Celulares que monitoram conversas de usuários podem se tornar realidade


O Globo - 10/07/2017 - [gif]


Autor: Sérgio Matsuura
Assunto: Segurança na Internet

Segundo especialistas, sensores desses dispositivos podem ser controlados por hackers criminosos

RIO-Durante um almoço com amigos, a estudante Natasha Bretas, de 22 anos, participou de uma conversa sobre um grupo de forró do qual nunca tinha ouvido falar. Dias depois, ao entrar no Facebook, lá estava uma propaganda sobre a banda. Pode ser apenas uma coincidência, mas experiências como essa vêm alimentando a teoria de que os aparelhos eletrônicos que nos cercam estariam constantemente monitorando nossas conversas — e que as informações estariam sendo usadas para o direcionamento de publicidade. As empresas negam, mas a tecnologia existe. E especialistas alertam que, num futuro próximo, a vigilância constante pode se tornar realidade.

— Eu não conhecia a banda, nunca procurei por ela, só ouvi falar naquele dia — relembra a estudante.

O Facebook afirma que não utiliza o microfone do telefone das pessoas para se informar sobre anúncios ou mudar o que os usuários veem no “feed de notícias”. “Apenas acessamos o microfone dos telefones das pessoas quando elas estão utilizando ativamente alguma ferramenta específica que requer áudio e somente quando elas autorizam a utilização, como por exemplo em gravação de vídeos”, explicam os responsáveis pela rede social, em um comunicado.

> INSTRUÇÕES:
1) De acordo com o texto sobre celulares que monitoram conversas, qual é a idade da estudante Natasha Bretas?
2) Escreva a continuação do texto sobre celulares que monitoram conversas, começando logo após a última frase apresentada.

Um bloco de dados
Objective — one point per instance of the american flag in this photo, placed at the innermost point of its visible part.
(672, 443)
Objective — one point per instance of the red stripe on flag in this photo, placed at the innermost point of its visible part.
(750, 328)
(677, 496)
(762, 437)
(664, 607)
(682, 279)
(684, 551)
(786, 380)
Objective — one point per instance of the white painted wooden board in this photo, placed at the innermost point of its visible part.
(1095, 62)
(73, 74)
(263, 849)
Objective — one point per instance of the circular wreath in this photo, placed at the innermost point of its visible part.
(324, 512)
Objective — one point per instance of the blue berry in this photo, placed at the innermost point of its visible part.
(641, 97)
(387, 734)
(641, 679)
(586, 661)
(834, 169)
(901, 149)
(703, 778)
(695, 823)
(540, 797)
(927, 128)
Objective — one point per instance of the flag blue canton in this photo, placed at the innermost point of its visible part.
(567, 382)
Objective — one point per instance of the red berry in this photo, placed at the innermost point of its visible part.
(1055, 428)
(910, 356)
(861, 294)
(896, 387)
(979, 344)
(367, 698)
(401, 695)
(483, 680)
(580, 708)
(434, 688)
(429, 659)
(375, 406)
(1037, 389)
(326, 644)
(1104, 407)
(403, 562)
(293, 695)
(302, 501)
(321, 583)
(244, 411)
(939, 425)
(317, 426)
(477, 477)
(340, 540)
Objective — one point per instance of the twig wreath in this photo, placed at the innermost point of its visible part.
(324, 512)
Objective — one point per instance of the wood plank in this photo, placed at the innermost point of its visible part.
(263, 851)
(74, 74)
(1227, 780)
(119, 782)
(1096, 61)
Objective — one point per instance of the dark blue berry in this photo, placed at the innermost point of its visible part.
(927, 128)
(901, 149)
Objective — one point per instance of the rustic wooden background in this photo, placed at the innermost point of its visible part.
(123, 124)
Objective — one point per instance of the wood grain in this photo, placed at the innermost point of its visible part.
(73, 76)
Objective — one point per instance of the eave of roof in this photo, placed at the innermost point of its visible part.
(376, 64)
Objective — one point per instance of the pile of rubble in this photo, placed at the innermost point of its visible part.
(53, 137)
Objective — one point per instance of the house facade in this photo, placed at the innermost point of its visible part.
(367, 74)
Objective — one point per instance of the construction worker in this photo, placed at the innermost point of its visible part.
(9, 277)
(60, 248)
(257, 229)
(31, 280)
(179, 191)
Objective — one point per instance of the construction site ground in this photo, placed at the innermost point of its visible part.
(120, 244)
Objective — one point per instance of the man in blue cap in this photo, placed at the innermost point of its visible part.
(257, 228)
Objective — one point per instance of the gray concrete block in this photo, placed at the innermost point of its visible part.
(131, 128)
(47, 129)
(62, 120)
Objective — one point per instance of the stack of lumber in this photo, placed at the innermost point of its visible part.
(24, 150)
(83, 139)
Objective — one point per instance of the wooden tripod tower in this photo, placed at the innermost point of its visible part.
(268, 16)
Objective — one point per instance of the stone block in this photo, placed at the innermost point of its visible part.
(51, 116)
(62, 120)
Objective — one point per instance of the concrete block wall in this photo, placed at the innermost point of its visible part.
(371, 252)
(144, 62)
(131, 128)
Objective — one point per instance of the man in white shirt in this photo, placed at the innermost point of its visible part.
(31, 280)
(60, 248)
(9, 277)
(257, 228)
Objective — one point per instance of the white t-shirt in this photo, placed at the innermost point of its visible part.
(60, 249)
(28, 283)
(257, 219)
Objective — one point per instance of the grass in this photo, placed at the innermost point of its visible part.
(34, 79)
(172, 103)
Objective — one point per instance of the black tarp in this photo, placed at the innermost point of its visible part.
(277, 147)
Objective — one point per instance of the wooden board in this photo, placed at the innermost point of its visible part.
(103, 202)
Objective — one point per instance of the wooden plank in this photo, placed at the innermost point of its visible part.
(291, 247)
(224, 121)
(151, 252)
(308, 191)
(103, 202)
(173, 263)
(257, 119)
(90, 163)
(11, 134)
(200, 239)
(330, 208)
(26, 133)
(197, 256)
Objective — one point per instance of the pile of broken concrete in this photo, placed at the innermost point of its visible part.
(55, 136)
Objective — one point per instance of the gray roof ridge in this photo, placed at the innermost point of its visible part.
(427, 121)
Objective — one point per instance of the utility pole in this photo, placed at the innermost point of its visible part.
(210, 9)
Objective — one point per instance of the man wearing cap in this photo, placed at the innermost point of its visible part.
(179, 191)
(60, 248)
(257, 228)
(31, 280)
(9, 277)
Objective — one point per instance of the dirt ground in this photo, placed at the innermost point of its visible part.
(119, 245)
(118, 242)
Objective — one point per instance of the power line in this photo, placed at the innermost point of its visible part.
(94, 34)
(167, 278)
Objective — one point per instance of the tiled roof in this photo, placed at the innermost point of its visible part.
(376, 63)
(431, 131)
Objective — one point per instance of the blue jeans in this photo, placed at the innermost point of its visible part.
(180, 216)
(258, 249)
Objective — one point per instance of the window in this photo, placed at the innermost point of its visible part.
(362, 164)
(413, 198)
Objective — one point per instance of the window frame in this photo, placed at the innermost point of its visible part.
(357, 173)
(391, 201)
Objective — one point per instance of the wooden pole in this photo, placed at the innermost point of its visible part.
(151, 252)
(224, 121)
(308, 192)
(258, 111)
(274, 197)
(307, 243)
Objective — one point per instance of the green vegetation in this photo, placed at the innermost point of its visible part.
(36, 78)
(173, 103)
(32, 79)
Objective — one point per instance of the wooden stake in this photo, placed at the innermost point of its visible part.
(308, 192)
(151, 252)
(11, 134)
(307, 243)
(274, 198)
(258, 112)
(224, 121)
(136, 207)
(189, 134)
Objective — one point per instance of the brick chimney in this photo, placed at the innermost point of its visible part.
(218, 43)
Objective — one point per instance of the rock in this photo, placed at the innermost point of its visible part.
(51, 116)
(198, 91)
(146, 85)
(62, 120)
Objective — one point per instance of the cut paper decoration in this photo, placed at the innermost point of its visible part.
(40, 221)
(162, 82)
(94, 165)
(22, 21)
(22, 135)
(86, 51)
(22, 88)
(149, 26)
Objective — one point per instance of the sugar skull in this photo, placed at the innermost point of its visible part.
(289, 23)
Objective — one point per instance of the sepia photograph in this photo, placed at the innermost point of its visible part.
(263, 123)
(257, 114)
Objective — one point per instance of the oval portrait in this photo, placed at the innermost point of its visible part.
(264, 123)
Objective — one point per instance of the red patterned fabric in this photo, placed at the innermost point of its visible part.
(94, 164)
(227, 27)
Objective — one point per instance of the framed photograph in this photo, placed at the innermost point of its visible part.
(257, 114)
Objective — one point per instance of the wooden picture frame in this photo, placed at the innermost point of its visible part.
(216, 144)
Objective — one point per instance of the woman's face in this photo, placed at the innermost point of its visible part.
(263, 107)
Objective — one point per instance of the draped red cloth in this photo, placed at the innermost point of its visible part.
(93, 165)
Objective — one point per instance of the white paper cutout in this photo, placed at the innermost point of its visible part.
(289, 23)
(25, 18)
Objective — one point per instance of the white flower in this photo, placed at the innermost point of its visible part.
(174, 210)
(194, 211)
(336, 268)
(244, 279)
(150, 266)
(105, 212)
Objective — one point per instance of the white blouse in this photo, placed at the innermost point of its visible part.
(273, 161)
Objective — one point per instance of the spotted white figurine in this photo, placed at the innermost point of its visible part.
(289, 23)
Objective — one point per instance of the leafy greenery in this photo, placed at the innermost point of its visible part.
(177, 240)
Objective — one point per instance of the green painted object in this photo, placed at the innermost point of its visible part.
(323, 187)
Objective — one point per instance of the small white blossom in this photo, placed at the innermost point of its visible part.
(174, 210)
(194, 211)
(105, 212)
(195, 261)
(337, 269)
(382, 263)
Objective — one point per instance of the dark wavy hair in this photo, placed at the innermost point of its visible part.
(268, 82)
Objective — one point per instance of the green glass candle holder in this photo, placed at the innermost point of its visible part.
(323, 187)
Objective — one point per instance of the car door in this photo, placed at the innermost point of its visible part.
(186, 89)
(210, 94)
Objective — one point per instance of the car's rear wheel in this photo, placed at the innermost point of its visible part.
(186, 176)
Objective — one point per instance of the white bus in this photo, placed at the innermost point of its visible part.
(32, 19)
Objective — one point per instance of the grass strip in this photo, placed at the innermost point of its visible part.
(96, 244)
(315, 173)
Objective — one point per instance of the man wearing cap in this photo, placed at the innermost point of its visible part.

> RESPOSTAS POR TAREFA:
1) Natasha Bretas tem 22 anos.

2)
— Por mais que as empresas digam que não fazem, eu não confio muito — diz Natasha.

Essa é uma crença bastante difundida entre o público que já se acostumou a encontrar propagandas feitas sob medida. E ela faz sentido, ao menos do ponto de vista tecnológico. Os smartphones mais modernos possuem assistentes virtuais acionados por voz, como o Google Now e a Siri. A função oferece a comodidade de utilizar o aparelho sem as mãos, mas revela que o microfone está captando sons o tempo inteiro. Em celulares Android, por exemplo, basta dizer “Ok, Google” que o assistente é acionado.

— Os celulares captam o áudio até o momento em que escutam a palavra de ativação. A partir daí, passam a gravar e conectam-se com a nuvem para oferecer uma resposta — explica Pablo Cerdeira, coordenador do Centro de Tecnologia e Sociedade da FGV Direito Rio. — A tecnologia existe e está pronta para ser usada. Basta trocar a palavra de ativação de “Ok, Google” pelo nome de um produto ou de uma marca, por exemplo.

O Google reconhece que armazena “as entradas de áudio e voz”, como as realizadas pelo Google Now, mas nega que essas informações sejam utilizadas para fins de publicidade. Por padrão, os áudios são armazenados, mas os usuários podem alterar essa configuração na página “Controle de atividades”. Também é possível visualizar todo o histórico de áudios gravados no endereço . A companhia informa que os dados são “armazenados apenas para ajudar no reconhecimento da voz do usuário e melhorar o reconhecimento de fala em geral”.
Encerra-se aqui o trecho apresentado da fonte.